* Begin *

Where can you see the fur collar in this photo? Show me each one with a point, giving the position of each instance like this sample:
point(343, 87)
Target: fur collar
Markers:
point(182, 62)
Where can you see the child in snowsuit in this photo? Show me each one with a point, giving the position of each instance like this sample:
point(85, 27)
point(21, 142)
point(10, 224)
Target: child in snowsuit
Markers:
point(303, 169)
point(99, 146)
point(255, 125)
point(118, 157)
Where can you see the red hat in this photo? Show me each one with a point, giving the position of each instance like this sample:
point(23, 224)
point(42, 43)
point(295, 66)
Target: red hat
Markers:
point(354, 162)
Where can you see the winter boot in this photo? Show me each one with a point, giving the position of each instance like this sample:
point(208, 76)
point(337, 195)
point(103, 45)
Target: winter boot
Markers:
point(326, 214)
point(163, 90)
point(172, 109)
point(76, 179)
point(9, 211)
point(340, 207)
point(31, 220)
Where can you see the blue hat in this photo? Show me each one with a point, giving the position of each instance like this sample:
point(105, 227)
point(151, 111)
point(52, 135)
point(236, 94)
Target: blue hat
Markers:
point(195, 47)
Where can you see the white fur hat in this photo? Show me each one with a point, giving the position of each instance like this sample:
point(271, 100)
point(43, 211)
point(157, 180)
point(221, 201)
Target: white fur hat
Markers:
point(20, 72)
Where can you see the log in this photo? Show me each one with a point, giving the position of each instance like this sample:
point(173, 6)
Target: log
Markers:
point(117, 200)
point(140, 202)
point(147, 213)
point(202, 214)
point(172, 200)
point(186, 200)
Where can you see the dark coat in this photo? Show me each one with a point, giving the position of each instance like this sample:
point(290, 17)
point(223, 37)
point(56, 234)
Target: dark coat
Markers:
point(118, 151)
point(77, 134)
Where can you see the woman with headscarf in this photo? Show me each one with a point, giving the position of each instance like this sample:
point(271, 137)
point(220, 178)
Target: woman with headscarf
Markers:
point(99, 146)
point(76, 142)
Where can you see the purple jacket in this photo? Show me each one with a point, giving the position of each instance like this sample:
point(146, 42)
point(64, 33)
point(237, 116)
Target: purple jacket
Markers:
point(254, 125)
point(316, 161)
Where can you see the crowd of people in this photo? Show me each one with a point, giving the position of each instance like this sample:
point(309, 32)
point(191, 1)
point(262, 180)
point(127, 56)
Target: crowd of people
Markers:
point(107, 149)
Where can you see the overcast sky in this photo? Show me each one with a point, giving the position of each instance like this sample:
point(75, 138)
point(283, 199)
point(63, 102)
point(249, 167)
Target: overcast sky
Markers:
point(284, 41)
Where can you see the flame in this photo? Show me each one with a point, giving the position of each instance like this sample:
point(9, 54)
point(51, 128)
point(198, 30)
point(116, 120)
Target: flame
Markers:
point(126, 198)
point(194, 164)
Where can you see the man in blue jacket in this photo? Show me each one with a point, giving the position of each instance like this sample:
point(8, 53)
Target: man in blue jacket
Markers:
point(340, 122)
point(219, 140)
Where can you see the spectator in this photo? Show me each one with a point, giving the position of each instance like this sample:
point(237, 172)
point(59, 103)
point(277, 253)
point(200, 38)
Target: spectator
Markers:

* End *

Rescale the rows between the line holding "Where can you see the overcast" and the line holding "point(194, 164)", inclusive, writing out every line again with each answer coordinate multiplied by 1.2 and rounded to a whole number, halves rounded up. Leave all other lines and their numbers unchanged.

Where can you see the overcast sky in this photo? Show me each one with a point, giving the position of each instance like this sample:
point(75, 138)
point(283, 199)
point(63, 102)
point(249, 167)
Target: overcast sky
Markers:
point(341, 49)
Where can you see the flame in this photo? Show me each one with a point, giving the position of each instance like this sample:
point(9, 54)
point(51, 128)
point(198, 30)
point(116, 120)
Target: flame
Markers:
point(151, 238)
point(233, 197)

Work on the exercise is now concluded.